That doesn't make any sense to me: C is a high level language, and
as such it is necessarily at least one step above the hardware you
are running it on, and so unable to use very last feature of that
hardware. For example you can't access the Intel IO ports directly
from C: you have to use library functions or inline asm when you
want to write to a hardware port. You can't set or clear the
interrupt flag, either. There are many useful Intel instructions
(rep; movs for block copying data, cyclically rotating a bit pattern,
testing the parity of an integer, doing binary coded decimal
arithmetic) that have no direct parallel in C, so you have to either
do the same thing in a more long winded way using the options that
C does provide, or call a library function that implements these
operations directly in asm.

> Why wouldn't you support it just because you think a flat memory
> model is better?

## Written instruction 1
Translate this sentence from the text on C and hardware access into Spanish: "You can't set or clear the interrupt flag, either."
## Written instruction 2
In the text on C and hardware access, rewrite everything from "That doesn't make" down to "directly in asm.", substituting "x86" for "Intel".

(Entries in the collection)
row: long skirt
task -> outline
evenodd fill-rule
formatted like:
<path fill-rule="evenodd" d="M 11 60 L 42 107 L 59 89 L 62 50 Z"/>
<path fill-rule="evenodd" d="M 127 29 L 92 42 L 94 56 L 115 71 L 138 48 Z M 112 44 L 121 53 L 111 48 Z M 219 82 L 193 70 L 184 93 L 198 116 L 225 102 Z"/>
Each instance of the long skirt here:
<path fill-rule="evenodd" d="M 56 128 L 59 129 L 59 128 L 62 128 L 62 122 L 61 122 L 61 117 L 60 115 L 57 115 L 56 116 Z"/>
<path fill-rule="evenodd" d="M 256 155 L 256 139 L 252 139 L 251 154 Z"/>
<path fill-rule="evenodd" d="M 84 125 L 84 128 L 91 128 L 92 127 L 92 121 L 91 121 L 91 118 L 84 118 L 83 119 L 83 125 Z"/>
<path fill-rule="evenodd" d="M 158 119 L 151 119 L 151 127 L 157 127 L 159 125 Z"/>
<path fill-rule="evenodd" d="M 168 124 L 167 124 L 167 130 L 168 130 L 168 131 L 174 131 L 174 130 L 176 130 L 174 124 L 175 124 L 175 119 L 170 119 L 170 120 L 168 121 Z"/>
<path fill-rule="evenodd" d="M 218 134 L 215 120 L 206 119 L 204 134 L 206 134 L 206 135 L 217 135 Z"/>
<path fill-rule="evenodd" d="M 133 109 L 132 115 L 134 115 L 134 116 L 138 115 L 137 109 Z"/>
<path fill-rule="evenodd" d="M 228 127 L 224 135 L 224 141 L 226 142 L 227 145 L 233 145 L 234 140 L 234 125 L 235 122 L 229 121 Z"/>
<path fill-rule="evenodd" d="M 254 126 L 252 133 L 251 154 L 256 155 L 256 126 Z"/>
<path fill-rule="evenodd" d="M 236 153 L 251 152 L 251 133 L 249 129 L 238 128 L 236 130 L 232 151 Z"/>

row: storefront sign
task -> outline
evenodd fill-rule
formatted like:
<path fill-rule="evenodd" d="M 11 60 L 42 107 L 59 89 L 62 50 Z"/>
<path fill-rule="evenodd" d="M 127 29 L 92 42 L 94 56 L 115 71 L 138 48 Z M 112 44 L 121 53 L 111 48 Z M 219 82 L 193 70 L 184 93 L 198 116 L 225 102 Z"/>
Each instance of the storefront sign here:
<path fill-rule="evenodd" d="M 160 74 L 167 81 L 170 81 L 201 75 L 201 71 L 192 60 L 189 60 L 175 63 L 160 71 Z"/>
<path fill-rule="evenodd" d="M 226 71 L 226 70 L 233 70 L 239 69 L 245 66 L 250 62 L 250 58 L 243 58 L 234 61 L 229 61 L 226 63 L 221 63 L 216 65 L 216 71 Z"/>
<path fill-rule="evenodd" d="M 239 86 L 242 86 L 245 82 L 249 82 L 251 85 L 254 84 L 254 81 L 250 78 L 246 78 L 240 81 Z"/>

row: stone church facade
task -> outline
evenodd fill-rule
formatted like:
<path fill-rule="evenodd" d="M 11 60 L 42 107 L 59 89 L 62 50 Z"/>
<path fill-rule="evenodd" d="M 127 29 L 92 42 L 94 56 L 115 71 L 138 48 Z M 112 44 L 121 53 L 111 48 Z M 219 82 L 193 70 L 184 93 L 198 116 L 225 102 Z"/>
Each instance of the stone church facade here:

## Exercise answer 1
Tampoco puedes activar ni borrar el indicador de interrupción.

## Exercise answer 2
That doesn't make any sense to me: C is a high level language, and
as such it is necessarily at least one step above the hardware you
are running it on, and so unable to use very last feature of that
hardware. For example you can't access the x86 IO ports directly
from C: you have to use library functions or inline asm when you
want to write to a hardware port. You can't set or clear the
interrupt flag, either. There are many useful x86 instructions
(rep; movs for block copying data, cyclically rotating a bit pattern,
testing the parity of an integer, doing binary coded decimal
arithmetic) that have no direct parallel in C, so you have to either
do the same thing in a more long winded way using the options that
C does provide, or call a library function that implements these
operations directly in asm.